[Entries from a pointing dataset]
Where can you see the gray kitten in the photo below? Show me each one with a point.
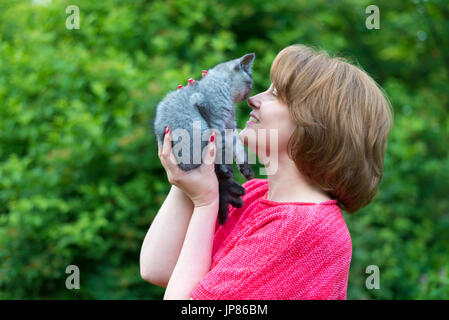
(209, 104)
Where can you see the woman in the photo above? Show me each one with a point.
(289, 240)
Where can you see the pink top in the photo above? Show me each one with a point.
(270, 250)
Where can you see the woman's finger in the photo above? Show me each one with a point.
(211, 150)
(169, 159)
(159, 149)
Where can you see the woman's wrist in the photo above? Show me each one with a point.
(211, 201)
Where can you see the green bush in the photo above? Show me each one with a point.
(80, 180)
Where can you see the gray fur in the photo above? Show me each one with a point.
(210, 102)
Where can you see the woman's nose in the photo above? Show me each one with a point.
(254, 102)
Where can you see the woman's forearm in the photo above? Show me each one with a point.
(163, 241)
(196, 254)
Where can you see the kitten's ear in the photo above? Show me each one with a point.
(247, 61)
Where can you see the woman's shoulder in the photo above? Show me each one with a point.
(255, 186)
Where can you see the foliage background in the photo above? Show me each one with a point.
(80, 181)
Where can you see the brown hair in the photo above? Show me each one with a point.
(343, 121)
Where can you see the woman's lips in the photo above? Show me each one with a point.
(252, 120)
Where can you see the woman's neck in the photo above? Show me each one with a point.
(287, 184)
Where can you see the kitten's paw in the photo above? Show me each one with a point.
(233, 188)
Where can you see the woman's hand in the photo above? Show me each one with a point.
(200, 184)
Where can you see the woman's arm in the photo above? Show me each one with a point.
(195, 257)
(163, 241)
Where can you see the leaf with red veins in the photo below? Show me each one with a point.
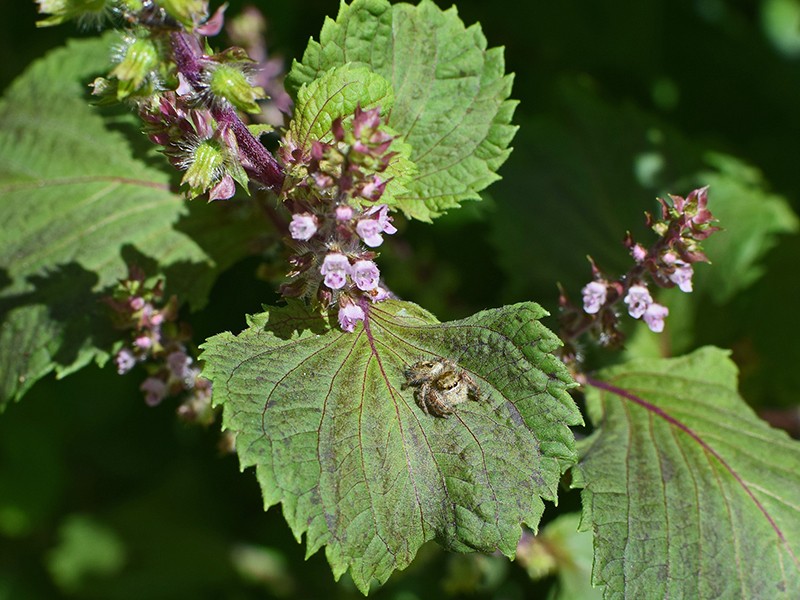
(338, 438)
(689, 494)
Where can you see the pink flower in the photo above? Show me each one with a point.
(155, 390)
(370, 231)
(638, 299)
(349, 315)
(143, 342)
(366, 275)
(222, 190)
(638, 253)
(594, 296)
(682, 277)
(654, 316)
(378, 294)
(335, 268)
(344, 213)
(303, 226)
(375, 222)
(125, 361)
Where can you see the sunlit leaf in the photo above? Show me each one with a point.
(77, 205)
(688, 493)
(358, 466)
(451, 93)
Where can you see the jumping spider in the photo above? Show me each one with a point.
(439, 386)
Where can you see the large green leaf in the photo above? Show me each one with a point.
(356, 463)
(751, 218)
(451, 93)
(337, 94)
(77, 205)
(690, 495)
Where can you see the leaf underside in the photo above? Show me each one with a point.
(77, 205)
(451, 93)
(689, 494)
(356, 463)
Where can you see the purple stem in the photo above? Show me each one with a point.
(259, 162)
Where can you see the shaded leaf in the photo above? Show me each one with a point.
(451, 93)
(689, 494)
(751, 219)
(355, 462)
(337, 94)
(77, 205)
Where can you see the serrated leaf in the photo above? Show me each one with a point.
(77, 205)
(355, 462)
(337, 94)
(451, 93)
(690, 495)
(751, 219)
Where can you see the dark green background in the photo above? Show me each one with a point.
(602, 86)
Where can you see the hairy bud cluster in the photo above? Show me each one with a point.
(195, 143)
(158, 342)
(683, 224)
(187, 95)
(331, 233)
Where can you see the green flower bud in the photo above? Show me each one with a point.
(188, 12)
(230, 83)
(63, 10)
(140, 60)
(205, 169)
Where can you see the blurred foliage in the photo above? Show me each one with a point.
(620, 102)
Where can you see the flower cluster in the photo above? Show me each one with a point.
(187, 95)
(158, 342)
(683, 224)
(332, 192)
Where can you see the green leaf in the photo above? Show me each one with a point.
(751, 219)
(336, 94)
(77, 205)
(356, 463)
(690, 495)
(561, 549)
(451, 93)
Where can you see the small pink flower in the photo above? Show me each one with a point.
(303, 226)
(179, 364)
(370, 231)
(224, 189)
(344, 213)
(638, 299)
(378, 294)
(654, 317)
(366, 275)
(335, 268)
(375, 222)
(682, 277)
(125, 360)
(638, 253)
(155, 390)
(349, 315)
(143, 342)
(594, 296)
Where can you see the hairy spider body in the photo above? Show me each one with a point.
(439, 386)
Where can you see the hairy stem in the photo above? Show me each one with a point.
(257, 160)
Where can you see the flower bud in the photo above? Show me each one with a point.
(230, 83)
(140, 60)
(205, 167)
(188, 12)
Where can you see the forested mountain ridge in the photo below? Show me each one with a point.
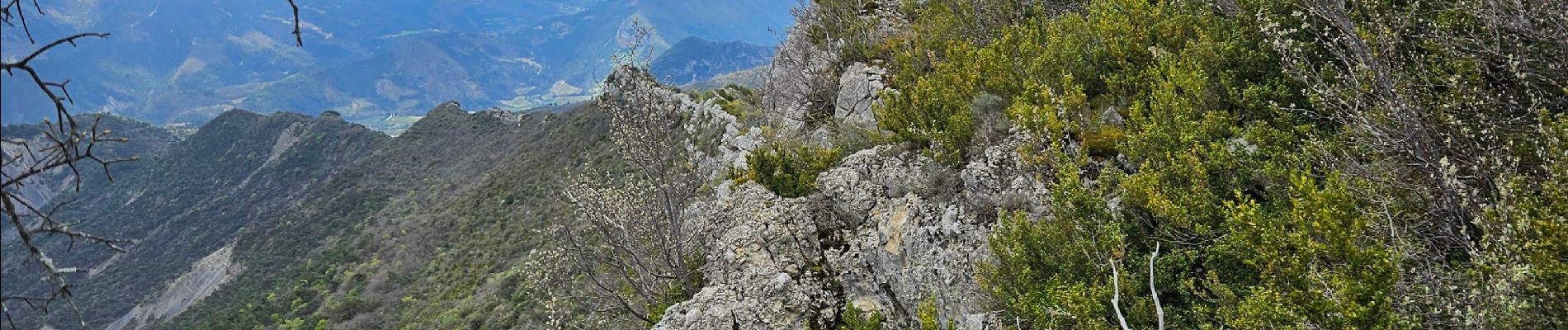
(940, 165)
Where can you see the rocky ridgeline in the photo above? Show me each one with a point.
(888, 232)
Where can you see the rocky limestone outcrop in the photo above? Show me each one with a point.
(888, 232)
(860, 88)
(764, 266)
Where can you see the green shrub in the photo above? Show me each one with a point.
(791, 171)
(853, 318)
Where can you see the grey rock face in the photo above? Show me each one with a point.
(890, 230)
(764, 266)
(860, 88)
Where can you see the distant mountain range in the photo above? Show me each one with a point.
(698, 59)
(254, 204)
(371, 59)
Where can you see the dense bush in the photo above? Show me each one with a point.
(789, 171)
(853, 318)
(1282, 188)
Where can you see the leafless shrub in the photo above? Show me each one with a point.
(635, 248)
(66, 144)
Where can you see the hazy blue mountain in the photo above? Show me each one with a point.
(697, 59)
(190, 59)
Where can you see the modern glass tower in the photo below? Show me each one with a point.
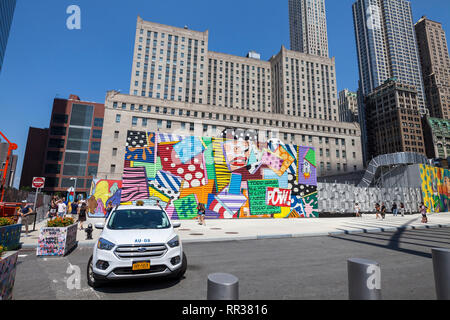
(308, 27)
(386, 48)
(6, 15)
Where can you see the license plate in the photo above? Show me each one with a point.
(141, 266)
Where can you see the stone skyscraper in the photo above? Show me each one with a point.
(386, 49)
(308, 27)
(435, 62)
(6, 15)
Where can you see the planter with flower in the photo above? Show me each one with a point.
(9, 233)
(8, 263)
(58, 238)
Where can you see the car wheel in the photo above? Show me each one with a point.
(92, 280)
(180, 273)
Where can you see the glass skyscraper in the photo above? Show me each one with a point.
(6, 15)
(386, 48)
(308, 27)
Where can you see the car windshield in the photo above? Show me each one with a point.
(128, 219)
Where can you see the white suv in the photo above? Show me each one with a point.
(136, 242)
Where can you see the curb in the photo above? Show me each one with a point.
(282, 236)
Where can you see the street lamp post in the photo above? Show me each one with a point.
(74, 189)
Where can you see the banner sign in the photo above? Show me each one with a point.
(278, 197)
(257, 196)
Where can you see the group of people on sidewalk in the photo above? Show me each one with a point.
(58, 207)
(381, 211)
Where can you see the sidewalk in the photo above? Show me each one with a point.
(255, 229)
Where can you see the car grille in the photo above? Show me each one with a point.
(129, 270)
(141, 251)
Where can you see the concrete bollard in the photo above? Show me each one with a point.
(223, 286)
(364, 279)
(441, 268)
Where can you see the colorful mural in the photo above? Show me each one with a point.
(435, 188)
(234, 176)
(102, 193)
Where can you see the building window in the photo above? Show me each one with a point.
(94, 157)
(81, 115)
(92, 171)
(52, 168)
(96, 134)
(95, 146)
(98, 122)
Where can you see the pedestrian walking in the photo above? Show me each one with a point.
(383, 210)
(377, 210)
(82, 211)
(52, 208)
(108, 209)
(395, 209)
(402, 209)
(62, 208)
(74, 207)
(24, 211)
(423, 211)
(357, 210)
(201, 214)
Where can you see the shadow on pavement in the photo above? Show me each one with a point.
(138, 285)
(393, 242)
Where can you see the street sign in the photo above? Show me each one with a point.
(38, 182)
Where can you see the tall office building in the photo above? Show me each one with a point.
(68, 149)
(386, 48)
(179, 86)
(11, 171)
(435, 62)
(348, 106)
(308, 27)
(6, 15)
(175, 64)
(393, 120)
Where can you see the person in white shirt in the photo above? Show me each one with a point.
(357, 210)
(62, 208)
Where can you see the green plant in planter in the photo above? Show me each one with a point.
(60, 222)
(6, 222)
(2, 250)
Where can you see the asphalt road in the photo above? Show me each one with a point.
(298, 268)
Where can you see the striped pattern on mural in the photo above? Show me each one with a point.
(134, 184)
(168, 181)
(223, 174)
(293, 150)
(164, 137)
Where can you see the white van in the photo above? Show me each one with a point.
(136, 242)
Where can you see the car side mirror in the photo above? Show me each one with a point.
(99, 226)
(176, 224)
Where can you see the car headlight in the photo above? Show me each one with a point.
(175, 242)
(105, 244)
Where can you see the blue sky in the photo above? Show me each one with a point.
(45, 60)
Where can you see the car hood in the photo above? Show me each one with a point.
(137, 237)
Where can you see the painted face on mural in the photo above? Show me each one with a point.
(306, 169)
(237, 153)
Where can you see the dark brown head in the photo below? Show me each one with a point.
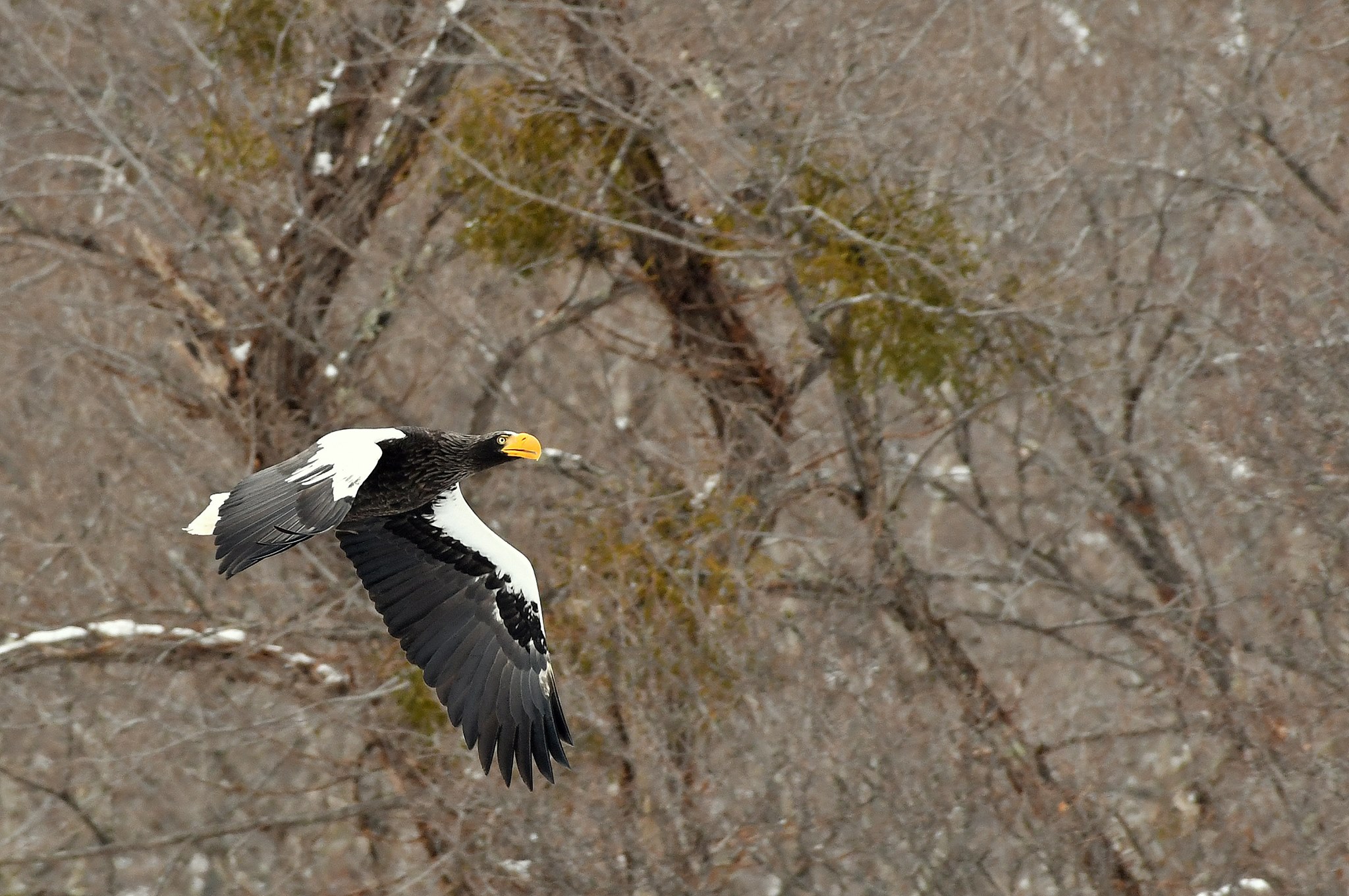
(494, 449)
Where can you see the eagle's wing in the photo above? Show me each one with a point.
(292, 502)
(464, 605)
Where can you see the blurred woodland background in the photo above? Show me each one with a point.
(950, 411)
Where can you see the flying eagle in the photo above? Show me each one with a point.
(462, 601)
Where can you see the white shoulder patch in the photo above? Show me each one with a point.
(352, 456)
(206, 522)
(453, 516)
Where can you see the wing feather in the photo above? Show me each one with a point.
(285, 504)
(466, 611)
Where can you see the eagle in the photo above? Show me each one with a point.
(460, 600)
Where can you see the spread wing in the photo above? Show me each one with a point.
(464, 605)
(292, 502)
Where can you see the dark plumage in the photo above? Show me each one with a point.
(460, 600)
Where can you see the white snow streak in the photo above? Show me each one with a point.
(1080, 33)
(1248, 884)
(397, 101)
(517, 866)
(325, 97)
(323, 165)
(324, 673)
(352, 456)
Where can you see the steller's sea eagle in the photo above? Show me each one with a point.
(460, 600)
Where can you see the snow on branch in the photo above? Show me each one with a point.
(113, 638)
(453, 10)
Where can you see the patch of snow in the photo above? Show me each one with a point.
(1081, 34)
(706, 492)
(328, 85)
(1093, 539)
(1240, 40)
(124, 628)
(1246, 884)
(223, 637)
(517, 866)
(323, 163)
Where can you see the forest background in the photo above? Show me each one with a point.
(949, 408)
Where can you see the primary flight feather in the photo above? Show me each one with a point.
(462, 601)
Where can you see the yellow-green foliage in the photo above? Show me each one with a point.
(258, 34)
(660, 585)
(910, 256)
(234, 146)
(541, 149)
(418, 704)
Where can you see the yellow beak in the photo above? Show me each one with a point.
(524, 445)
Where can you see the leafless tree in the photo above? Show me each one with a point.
(949, 425)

*AIM OF THE TASK*
In the entries above, take the line containing "Where can you see the forest background" and each later line through the last, and repeat them exactly. Output nothing else.

*THE RESPONSE*
Where can you see the forest background in the photo above? Show me each one with a point.
(949, 408)
Where can you see the primary flight feather in the photo above? Show me each one with a point.
(462, 601)
Where can you see the yellow-green foliage in the photo above? Show me each one with a point.
(258, 34)
(660, 585)
(910, 256)
(234, 146)
(541, 149)
(418, 704)
Where can you see the yellow beak in the photo above? Show me each one with a point.
(524, 445)
Where can you see the leafless tree in the photo above? Show me each one with a point.
(949, 425)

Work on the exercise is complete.